** Start DATASET **

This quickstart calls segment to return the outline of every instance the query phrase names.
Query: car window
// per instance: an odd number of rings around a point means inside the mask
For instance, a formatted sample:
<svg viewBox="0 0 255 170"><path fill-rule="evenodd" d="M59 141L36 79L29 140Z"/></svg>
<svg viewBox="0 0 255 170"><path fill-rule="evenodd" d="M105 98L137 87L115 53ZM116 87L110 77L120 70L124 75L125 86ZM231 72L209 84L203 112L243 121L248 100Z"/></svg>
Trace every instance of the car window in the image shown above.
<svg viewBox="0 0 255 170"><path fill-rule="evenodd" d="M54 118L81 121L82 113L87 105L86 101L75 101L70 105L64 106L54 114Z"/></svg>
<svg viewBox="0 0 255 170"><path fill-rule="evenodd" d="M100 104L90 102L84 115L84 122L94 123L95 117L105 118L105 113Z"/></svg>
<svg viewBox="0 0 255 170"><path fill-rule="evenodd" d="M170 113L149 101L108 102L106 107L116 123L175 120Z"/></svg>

** End DATASET **

## AIM OF THE TASK
Convert the records into a Markdown table with the columns No. and Line, one row per line, numbering the rows in order and leaving out any blank lines.

## OUTPUT OF THE EXERCISE
| No. | Line |
|---|---|
| 1 | This quickstart calls segment to return the outline of every instance the query phrase names. |
| 2 | Query: car window |
| 3 | // per instance: an odd number of rings around a point means inside the mask |
| 4 | For instance, a formatted sample: |
| 5 | <svg viewBox="0 0 255 170"><path fill-rule="evenodd" d="M59 141L36 79L29 140Z"/></svg> |
| 6 | <svg viewBox="0 0 255 170"><path fill-rule="evenodd" d="M105 98L137 87L115 53ZM116 87L110 77L120 70L124 75L125 86ZM231 72L209 84L203 112L243 121L248 100Z"/></svg> |
| 7 | Trace every instance of the car window in the image shown above. |
| 8 | <svg viewBox="0 0 255 170"><path fill-rule="evenodd" d="M54 118L81 121L82 113L87 105L86 101L75 101L70 105L64 106L54 114Z"/></svg> |
| 9 | <svg viewBox="0 0 255 170"><path fill-rule="evenodd" d="M100 104L90 102L84 115L84 122L94 123L95 117L105 118L105 113Z"/></svg> |
| 10 | <svg viewBox="0 0 255 170"><path fill-rule="evenodd" d="M170 113L149 101L108 102L106 107L116 123L175 120Z"/></svg> |